### EXTRACTED RECORDS ###

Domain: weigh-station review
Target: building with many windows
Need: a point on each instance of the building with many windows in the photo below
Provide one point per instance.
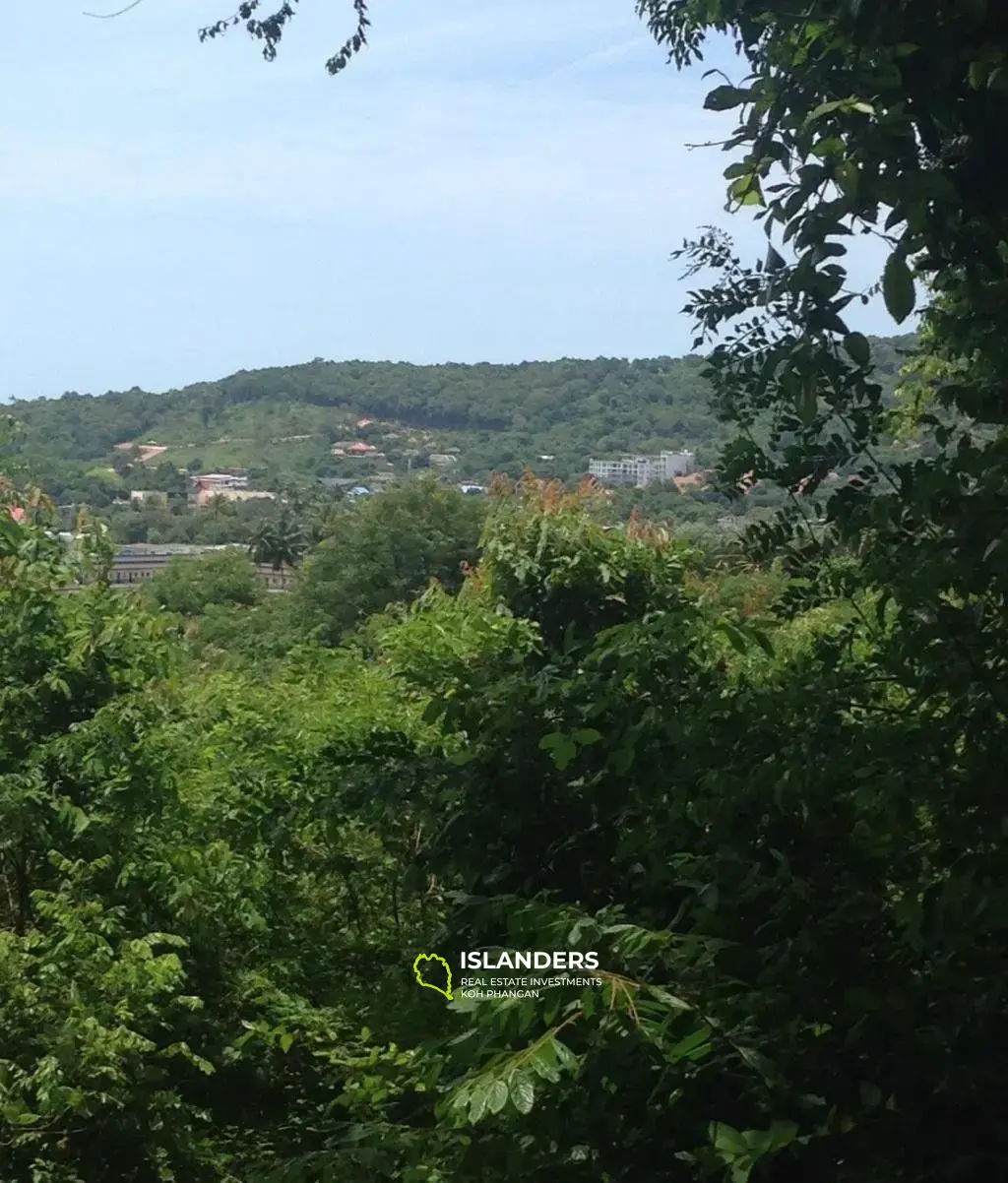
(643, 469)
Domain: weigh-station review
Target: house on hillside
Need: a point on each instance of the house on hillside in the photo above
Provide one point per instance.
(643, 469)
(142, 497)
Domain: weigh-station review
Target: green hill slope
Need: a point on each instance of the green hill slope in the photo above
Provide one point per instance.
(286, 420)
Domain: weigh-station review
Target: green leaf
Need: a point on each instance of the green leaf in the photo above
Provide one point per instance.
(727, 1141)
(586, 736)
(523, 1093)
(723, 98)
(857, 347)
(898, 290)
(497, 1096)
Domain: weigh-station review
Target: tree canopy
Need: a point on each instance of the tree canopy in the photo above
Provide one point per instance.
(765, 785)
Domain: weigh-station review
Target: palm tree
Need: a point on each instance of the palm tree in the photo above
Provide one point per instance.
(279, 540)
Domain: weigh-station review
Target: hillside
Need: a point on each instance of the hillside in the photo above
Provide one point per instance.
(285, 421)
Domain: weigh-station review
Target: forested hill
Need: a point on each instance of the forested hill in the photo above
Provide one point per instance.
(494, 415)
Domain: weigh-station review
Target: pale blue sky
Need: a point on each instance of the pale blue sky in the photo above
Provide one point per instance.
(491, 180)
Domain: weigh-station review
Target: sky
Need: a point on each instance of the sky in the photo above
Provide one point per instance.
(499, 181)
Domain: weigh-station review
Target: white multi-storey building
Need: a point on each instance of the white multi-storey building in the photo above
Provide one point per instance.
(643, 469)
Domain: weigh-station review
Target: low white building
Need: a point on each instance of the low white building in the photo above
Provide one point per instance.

###

**TASK DESCRIPTION**
Set down exactly the lines beginning at the one that holds "Target: house on hillside" and ending with the last line of the data.

**RESPONSE TO THIS EXERCISE**
Target: house on hillside
Need: a point on each instance of the house on hillside in the photo above
Provide one point per instance.
(643, 469)
(142, 497)
Domain: weigh-station review
Target: green hill slope
Need: a point on each instance of the green hill slope in the photo above
Provide one point per instance.
(286, 420)
Domain: weigh-station review
Target: green leaf
Need: a point on each instance of the green leaf in the photo above
Provide one point per instance.
(727, 1141)
(586, 736)
(523, 1093)
(723, 98)
(857, 347)
(898, 290)
(497, 1096)
Domain: weigh-station review
Target: tree canopy
Need: a point on each instance of the tree canopy in the photo above
Provide one point per instance.
(765, 785)
Domain: weigh-station review
Target: palm tree
Need: a point on each instance of the palm tree in the photo above
Provide one point per instance.
(279, 540)
Domain: weigh-station review
Target: hillside
Need: a point on each instance of the hillside in the photo above
Provide one point per instance.
(285, 421)
Domain: weigh-station review
Target: forested hill
Need: a point on each instance of the forested hill in the photo above
Provide one point per instance.
(494, 415)
Domain: weigh-station review
Target: pale blue sky
Need: a point on each instance of the pale blue sky in the photo above
Provide one point per instance.
(491, 180)
Domain: weigh-station review
Target: sky
Need: a point on each instance of the sky in the photo above
Provide one point per instance.
(499, 181)
Domain: weigh-station review
Target: white multi-storey building
Need: a point on each instance of the white multi-storey building in the photo above
Provide one point per instance.
(643, 469)
Domain: weigh-station review
Target: low white building
Need: a point on each instance of the low white building in the photo above
Provide one point per instance.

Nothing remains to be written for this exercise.